§ Document excerpt:
= = = =

Question

Two wires of equal cross section, but one made up of steel and the other copper are joined end to end. When the combination is kept under tension, the elongations in the two wires are found to be equal. If ($Y$ for steel = $2.0\times 10^{11}\,Nm^{-2}$ and $Y$ for copper $= 1.1 \times 10^{11}\,Nm^{-2}$, the ratio of the lengths of the two wires is

• A. 20 : 11
• B. 11 : 20
• C. 5 : 4
• D. 4 : 5

Answer 1

Answer: (A)

Given, $ Y_{\text{steel}}= 2 \times 10^{11}\, N/m^2$
$Y_{\text{copper}} = 1. 1 \times 10^{11}\, N/m^2$
The wires are joined end to end.

$\Delta l_1 = \Delta l_2$
Also $T_1 = T_2$
The formula of Young’s modulus
$Y = \frac{Tl}{A\Delta l}$
$ \Rightarrow l = \frac{YA\Delta l}{T} $
$ \Rightarrow \frac{l_{1}}{l_{2}} = \frac{Y_{1}A_{1}\Delta l_{1}}{T_{1}} /\frac{Y_{2}A_{2}\Delta l_{2}}{T_{2}} $
$= \frac{Y_{1}A}{Y_{2}A} \left[\because A_{1} = A_{2}\right]$
$ \Rightarrow \frac{l_{1}}{l_{2}} = \frac{Y_{1}}{Y_{2}} $
$ =\frac{ 2 \times 10^{11}}{1.1\times 10^{11}} = \frac{20}{11} $

= = = =

(Stored data entries)
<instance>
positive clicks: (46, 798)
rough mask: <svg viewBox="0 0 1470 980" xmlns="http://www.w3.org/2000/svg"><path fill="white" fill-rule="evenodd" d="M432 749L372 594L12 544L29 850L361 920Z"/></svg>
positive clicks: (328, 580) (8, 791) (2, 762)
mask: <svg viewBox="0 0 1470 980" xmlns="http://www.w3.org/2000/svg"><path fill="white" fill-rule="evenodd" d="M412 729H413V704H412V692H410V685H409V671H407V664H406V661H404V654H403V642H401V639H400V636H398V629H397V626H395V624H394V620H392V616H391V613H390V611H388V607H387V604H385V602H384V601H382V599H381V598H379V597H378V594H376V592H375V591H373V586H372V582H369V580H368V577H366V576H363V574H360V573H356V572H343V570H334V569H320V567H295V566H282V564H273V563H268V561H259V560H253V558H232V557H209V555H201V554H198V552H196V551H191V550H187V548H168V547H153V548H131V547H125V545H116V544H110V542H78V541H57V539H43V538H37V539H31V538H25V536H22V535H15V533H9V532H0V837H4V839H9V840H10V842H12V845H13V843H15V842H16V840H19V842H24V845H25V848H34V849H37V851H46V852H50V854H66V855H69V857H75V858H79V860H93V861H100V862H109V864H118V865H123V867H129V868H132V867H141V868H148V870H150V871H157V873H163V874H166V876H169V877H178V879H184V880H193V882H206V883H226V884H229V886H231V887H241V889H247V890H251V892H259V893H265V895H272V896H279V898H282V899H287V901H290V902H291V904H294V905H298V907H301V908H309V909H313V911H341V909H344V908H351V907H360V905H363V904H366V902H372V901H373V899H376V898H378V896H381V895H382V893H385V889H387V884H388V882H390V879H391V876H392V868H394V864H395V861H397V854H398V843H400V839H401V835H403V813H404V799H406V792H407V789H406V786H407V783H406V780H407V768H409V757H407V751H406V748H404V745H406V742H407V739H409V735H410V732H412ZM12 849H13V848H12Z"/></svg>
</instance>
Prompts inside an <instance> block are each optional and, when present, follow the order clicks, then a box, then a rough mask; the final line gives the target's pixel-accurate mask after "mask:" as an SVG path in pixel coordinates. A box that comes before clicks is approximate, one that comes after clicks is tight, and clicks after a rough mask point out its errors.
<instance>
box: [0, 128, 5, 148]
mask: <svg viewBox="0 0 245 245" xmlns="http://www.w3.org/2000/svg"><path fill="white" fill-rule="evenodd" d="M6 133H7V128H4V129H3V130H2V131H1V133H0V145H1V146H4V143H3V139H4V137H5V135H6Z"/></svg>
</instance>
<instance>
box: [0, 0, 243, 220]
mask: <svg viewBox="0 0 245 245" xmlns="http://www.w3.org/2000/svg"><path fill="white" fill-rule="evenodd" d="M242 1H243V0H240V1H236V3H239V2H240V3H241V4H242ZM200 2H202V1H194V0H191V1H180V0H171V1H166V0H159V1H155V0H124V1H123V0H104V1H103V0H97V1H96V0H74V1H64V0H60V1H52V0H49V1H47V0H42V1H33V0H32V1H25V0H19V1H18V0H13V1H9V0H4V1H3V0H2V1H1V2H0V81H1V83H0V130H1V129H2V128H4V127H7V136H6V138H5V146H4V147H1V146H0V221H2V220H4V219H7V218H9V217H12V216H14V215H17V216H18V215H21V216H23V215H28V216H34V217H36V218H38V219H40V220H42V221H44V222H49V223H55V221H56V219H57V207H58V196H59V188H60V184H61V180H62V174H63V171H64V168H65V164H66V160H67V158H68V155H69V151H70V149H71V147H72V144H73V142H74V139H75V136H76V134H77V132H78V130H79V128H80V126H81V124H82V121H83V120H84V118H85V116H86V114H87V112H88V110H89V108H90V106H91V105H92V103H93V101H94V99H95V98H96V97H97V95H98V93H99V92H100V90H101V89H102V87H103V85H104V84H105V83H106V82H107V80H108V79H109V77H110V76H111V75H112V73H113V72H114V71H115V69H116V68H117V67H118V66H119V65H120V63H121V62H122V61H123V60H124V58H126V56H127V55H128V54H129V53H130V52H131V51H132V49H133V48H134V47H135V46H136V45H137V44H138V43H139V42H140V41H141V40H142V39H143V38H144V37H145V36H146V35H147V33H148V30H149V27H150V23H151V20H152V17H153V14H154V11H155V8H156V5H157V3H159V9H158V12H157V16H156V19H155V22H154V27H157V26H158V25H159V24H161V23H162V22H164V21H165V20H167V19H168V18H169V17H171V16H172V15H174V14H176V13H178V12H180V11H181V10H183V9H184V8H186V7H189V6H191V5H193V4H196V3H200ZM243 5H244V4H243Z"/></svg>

= = = =

§ Aim of the task: Reproduce the portion of the Young's modulus problem from "Two wires of" up to and including "Answer: (A)".

§ Written answer:
Two wires of equal cross section, but one made up of steel and the other copper are joined end to end. When the combination is kept under tension, the elongations in the two wires are found to be equal. If ($Y$ for steel = $2.0\times 10^{11}\,Nm^{-2}$ and $Y$ for copper $= 1.1 \times 10^{11}\,Nm^{-2}$, the ratio of the lengths of the two wires is

• A. 20 : 11
• B. 11 : 20
• C. 5 : 4
• D. 4 : 5

Answer 1

Answer: (A)